--- Data excerpts ---

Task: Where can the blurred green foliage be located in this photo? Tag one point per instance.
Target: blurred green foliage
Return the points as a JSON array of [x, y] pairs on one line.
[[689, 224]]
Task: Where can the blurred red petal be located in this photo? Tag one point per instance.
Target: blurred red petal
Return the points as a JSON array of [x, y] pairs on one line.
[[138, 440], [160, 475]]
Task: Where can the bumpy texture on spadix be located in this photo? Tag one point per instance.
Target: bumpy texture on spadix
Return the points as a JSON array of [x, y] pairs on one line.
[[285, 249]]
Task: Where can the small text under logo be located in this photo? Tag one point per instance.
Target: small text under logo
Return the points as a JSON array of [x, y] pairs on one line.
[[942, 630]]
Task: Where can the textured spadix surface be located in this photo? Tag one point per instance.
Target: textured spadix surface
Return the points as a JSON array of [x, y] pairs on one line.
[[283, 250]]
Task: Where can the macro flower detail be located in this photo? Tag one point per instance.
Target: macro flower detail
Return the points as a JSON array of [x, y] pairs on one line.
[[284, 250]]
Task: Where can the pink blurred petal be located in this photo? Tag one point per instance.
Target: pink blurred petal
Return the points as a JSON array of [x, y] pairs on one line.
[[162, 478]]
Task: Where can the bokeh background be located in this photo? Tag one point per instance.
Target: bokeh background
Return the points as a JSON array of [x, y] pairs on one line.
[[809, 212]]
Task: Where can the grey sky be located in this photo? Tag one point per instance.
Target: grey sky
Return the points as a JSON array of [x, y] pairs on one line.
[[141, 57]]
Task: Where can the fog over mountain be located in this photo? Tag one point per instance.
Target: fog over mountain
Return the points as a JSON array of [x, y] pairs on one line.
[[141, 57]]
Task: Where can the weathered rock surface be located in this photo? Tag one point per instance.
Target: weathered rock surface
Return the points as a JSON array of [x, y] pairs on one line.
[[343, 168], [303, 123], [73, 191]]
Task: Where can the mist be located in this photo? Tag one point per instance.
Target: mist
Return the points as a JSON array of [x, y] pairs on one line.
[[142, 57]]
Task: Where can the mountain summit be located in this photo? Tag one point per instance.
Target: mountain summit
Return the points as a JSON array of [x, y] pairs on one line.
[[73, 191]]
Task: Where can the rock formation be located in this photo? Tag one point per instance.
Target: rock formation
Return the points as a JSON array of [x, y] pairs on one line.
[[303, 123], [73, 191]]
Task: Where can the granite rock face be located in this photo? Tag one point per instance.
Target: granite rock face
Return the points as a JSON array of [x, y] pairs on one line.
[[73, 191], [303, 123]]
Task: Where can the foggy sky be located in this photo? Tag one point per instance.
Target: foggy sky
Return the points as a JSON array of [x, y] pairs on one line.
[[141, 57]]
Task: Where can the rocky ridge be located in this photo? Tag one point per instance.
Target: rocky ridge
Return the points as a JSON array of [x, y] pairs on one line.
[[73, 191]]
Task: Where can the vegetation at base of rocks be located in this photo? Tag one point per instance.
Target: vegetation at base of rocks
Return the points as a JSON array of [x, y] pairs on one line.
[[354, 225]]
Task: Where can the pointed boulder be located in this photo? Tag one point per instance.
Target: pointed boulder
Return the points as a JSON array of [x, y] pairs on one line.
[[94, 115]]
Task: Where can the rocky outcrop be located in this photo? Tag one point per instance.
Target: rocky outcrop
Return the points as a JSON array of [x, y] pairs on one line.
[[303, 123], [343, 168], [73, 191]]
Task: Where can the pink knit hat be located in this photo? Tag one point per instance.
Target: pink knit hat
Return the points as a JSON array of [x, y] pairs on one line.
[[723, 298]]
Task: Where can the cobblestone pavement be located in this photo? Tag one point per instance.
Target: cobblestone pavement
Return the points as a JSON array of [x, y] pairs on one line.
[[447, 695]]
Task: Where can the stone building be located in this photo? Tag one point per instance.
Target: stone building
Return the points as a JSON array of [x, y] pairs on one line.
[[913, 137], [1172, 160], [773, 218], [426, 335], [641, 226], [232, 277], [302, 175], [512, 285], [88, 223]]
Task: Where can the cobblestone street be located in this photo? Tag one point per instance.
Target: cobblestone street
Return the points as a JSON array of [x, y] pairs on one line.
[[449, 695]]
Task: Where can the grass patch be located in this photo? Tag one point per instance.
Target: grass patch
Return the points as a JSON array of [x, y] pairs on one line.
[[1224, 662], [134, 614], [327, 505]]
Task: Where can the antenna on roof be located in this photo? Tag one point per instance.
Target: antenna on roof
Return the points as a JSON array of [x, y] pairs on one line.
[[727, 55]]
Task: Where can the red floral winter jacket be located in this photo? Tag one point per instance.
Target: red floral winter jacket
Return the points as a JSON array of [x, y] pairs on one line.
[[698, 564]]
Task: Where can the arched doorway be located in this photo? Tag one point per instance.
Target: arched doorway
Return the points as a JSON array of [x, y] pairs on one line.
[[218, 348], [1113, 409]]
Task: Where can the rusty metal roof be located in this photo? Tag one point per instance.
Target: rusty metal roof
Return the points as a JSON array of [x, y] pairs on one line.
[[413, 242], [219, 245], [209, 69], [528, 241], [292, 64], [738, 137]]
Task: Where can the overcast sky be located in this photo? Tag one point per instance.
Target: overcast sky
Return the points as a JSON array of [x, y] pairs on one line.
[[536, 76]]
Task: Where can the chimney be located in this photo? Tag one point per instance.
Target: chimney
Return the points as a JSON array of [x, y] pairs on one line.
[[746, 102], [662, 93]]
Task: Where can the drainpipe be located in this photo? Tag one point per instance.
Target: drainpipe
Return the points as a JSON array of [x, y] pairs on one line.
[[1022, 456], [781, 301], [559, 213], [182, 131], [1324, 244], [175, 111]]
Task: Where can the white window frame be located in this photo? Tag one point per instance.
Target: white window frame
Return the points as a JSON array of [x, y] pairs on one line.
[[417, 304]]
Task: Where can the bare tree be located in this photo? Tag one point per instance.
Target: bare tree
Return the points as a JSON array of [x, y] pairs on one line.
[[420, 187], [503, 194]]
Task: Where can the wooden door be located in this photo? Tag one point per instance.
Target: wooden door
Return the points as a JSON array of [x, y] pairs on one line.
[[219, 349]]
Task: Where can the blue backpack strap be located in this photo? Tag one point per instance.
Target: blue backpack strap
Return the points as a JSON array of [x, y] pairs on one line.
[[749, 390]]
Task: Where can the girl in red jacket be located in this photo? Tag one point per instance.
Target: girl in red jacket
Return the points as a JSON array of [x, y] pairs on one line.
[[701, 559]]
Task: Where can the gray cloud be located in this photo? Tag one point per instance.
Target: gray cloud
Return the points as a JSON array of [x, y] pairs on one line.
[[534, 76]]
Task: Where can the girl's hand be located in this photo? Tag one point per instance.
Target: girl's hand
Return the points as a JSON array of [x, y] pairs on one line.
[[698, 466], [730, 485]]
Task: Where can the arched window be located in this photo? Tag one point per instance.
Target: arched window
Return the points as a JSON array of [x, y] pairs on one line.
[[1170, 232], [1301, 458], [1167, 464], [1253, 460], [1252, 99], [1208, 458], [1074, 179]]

---

Given task: Format every line of the items above as a numbered list, leaving out any blank lines.

Correct answer:
1. Task: Where can the blurred green foliage be located in this photo? Tag one point per instance.
2. Target: blurred green foliage
3. Return the points as a JSON array of [x, y] pairs on one line.
4. [[689, 224]]
5. Task: Where can the blurred red petal be located in this photo? Tag one point per instance.
6. Target: blurred red petal
7. Return the points as a JSON array of [x, y] pairs on one line.
8. [[138, 440], [160, 475]]
9. Task: Where can the bumpy texture on spadix be located in this photo? Tag one point per instance.
10. Target: bumpy texture on spadix
11. Return the points as a JSON array of [x, y] pairs on one line.
12. [[285, 249]]
13. Task: Where can the small text under logo be located in this photo? Tag one point per instance.
14. Target: small text under logo
15. Return the points as a JSON array of [x, y] pairs on one line.
16. [[942, 630]]
17. Task: Where can the textured spadix surface be located in this photo? Tag one point per instance.
18. Target: textured spadix surface
19. Return the points as a JSON array of [x, y] pairs on one line.
20. [[283, 250]]
21. Task: Where can the macro flower detail be located in this photo? Tag one point per instance.
22. Target: macro flower detail
23. Return the points as a JSON array of [x, y] pairs on one line.
24. [[284, 250]]
25. Task: Where can the pink blurred petal be located in this photo? Tag one point per instance.
26. Target: pink blurred petal
27. Return the points as a JSON array of [x, y] pairs on one line.
28. [[162, 478]]
29. Task: Where can the bokeh background be located in this photo? Tag one point per instance.
30. Target: bokeh background
31. Return the points as a JSON array of [x, y] pairs on one line.
32. [[809, 212]]
33. Task: Where can the grey sky be located in this photo? Tag one point per instance.
34. Target: grey sky
35. Return the points as a JSON array of [x, y] pairs on one line.
36. [[141, 57]]
37. Task: Where can the fog over mountain be located in this photo? Tag one point per instance.
38. Target: fog over mountain
39. Return the points as a JSON array of [x, y] pairs on one line.
40. [[141, 57]]
41. Task: Where can the weathered rock surface be located in this photo? Tag one point per instance.
42. Target: weathered rock surface
43. Return the points as a JSON array of [x, y] pairs on one line.
44. [[343, 168], [303, 123], [73, 191]]
45. Task: Where can the mist be located in this photo? Tag one point per instance.
46. Target: mist
47. Return the points as a JSON array of [x, y] pairs on one line.
48. [[142, 57]]
49. Task: Where can the mountain summit be located in this photo? Tag one point per instance.
50. Target: mountain summit
51. Return the points as a JSON array of [x, y] pairs on one line.
52. [[73, 191]]
53. Task: Where can the rock formation be located in this photo? Tag one point per instance.
54. Target: rock formation
55. Return the points as a JSON array of [x, y] pairs on one line.
56. [[303, 123], [73, 191]]
57. Task: Where can the granite rock face be located in this photo? Tag one point per instance.
58. Target: granite rock face
59. Return the points as a JSON array of [x, y] pairs on one line.
60. [[73, 191], [303, 123]]
61. Task: Where can the foggy sky be located in this photo? Tag one point per instance.
62. Target: foggy sky
63. Return the points as a JSON array of [x, y] pairs on one line.
64. [[141, 57]]
65. Task: Where can the rocky ridge be located in this photo? Tag one point per instance.
66. Target: rocky ridge
67. Return the points as a JSON array of [x, y] pairs on one line.
68. [[73, 191]]
69. Task: Where can the vegetation at base of rocks be located in this photo? Tag one point per instance.
70. Target: vegetation at base of rocks
71. Return the points as a JSON array of [x, y] pairs on one line.
72. [[354, 225]]
73. Task: Where can the pointed boulder be located in this photo? Tag one point per instance.
74. Target: pointed boulder
75. Return the points as a JSON array of [x, y] pairs on one line.
76. [[94, 115]]
77. Task: Where can the rocky outcrop be located in this photo? Tag one point per instance.
78. Target: rocky outcrop
79. Return the points as a JSON array of [x, y] pairs on one line.
80. [[303, 123], [343, 168], [73, 191]]
81. Task: Where can the pink knit hat be located in this photo? Tag one point per instance.
82. Target: pink knit hat
83. Return the points as a JSON array of [x, y] pairs on one line.
84. [[723, 298]]
85. Task: Where can the cobblestone pavement be located in this photo? Tag one point per instance.
86. Target: cobblestone pavement
87. Return the points as a JSON array of [x, y] pairs on one line.
88. [[447, 695]]
89. Task: Where can the stone building be located in this photo? Tag one point per instance.
90. Target: stone building
91. Return the points as a JSON array of [x, y] pairs on one line.
92. [[913, 137], [1172, 160], [773, 218], [426, 335], [641, 226], [232, 277], [302, 175], [512, 285], [88, 223]]
93. Task: Where can the cobblestone street be located in this photo? Tag one point per instance.
94. Target: cobblestone street
95. Return the points as a JSON array of [x, y] pairs on one line.
96. [[449, 695]]
97. Task: Where can the grass patch be located in this photo? Tag one point per instance.
98. Target: grass patch
99. Return the points as a JSON array of [x, y] pairs on one line.
100. [[1224, 662], [134, 614], [327, 505]]
101. Task: Where can the antenna on roof be located in this photo? Tag one point per instance.
102. Target: antenna on roof
103. Return the points as a JSON array of [x, y] pairs on one line.
104. [[727, 55]]
105. Task: Where can the red floral winter jacket be located in this photo? Tag one point per instance.
106. Target: red floral winter jacket
107. Return the points as a JSON array of [x, y] pairs on one line.
108. [[698, 564]]
109. Task: Where can the arched doorway be located in this photo? Tag one point per instance.
110. Target: arched doorway
111. Return the points as a JSON array of [x, y] pairs on one line.
112. [[218, 348], [1113, 409]]
113. Task: Where can the rusty metal roof be located in this photo? Tag one point per instance.
114. Target: rusty metal roof
115. Return the points as a JSON array of [x, y] pairs on one line.
116. [[413, 242], [219, 245], [209, 69], [528, 241], [292, 64], [738, 137]]
117. Task: Where can the overcast sky be located in this photo? Tag one point per instance.
118. Target: overcast sky
119. Return the points as a JSON array of [x, y] pairs on one line.
120. [[536, 76]]
121. Task: Where can the chimney be located in this photo? Tag one point per instance.
122. Target: chimney
123. Return the points as a JSON array of [x, y] pairs on one line.
124. [[746, 102], [662, 93]]
125. Task: Where can the drainpipe be located in this photo? Tag one point per instance.
126. Target: drainpipe
127. Return the points as a JSON array of [x, y] pairs on one line.
128. [[1022, 456], [781, 301], [559, 213], [182, 131], [1324, 244], [175, 111]]
129. Task: Where can the white window frame be located in this photo? Tag one point per instance.
130. Target: white window frame
131. Return the points as a JSON array of [x, y] pairs on one line.
132. [[417, 304]]
133. Task: Where can the bare tree be located in this photo? Tag one point per instance.
134. Target: bare tree
135. Return the points as a JSON array of [x, y] pairs on one line.
136. [[420, 187], [503, 194]]
137. Task: Where can the wooden door be located in this photo? Tag one point per instance.
138. Target: wooden door
139. Return the points as a JSON array of [x, y] pairs on one line.
140. [[219, 349]]
141. Task: Where can the blue backpack strap be located in this photo? Tag one point per instance.
142. Target: blue backpack strap
143. Return the points as a JSON array of [x, y] pairs on one line.
144. [[749, 390]]
145. Task: Where can the girl in red jacket be located in this photo? Tag one point per instance.
146. Target: girl in red jacket
147. Return the points as a JSON array of [x, y] pairs on one line.
148. [[701, 559]]
149. Task: Where can the gray cloud be located in this photo? Tag one point per instance.
150. Target: gray cloud
151. Return the points as a JSON array of [x, y] pairs on one line.
152. [[534, 76]]
153. Task: Where can the girl's hand be located in this photo? Tag one point per instance.
154. Target: girl's hand
155. Return the points as a JSON array of [x, y] pairs on one line.
156. [[698, 466], [730, 485]]
157. Task: Where can the arched window be located in this photo? Tag one point per instance.
158. Target: arched window
159. Return the points as a JSON array of [x, y] pairs on one line.
160. [[1170, 232], [1301, 458], [1167, 464], [1253, 460], [1252, 99], [1208, 458], [1074, 179]]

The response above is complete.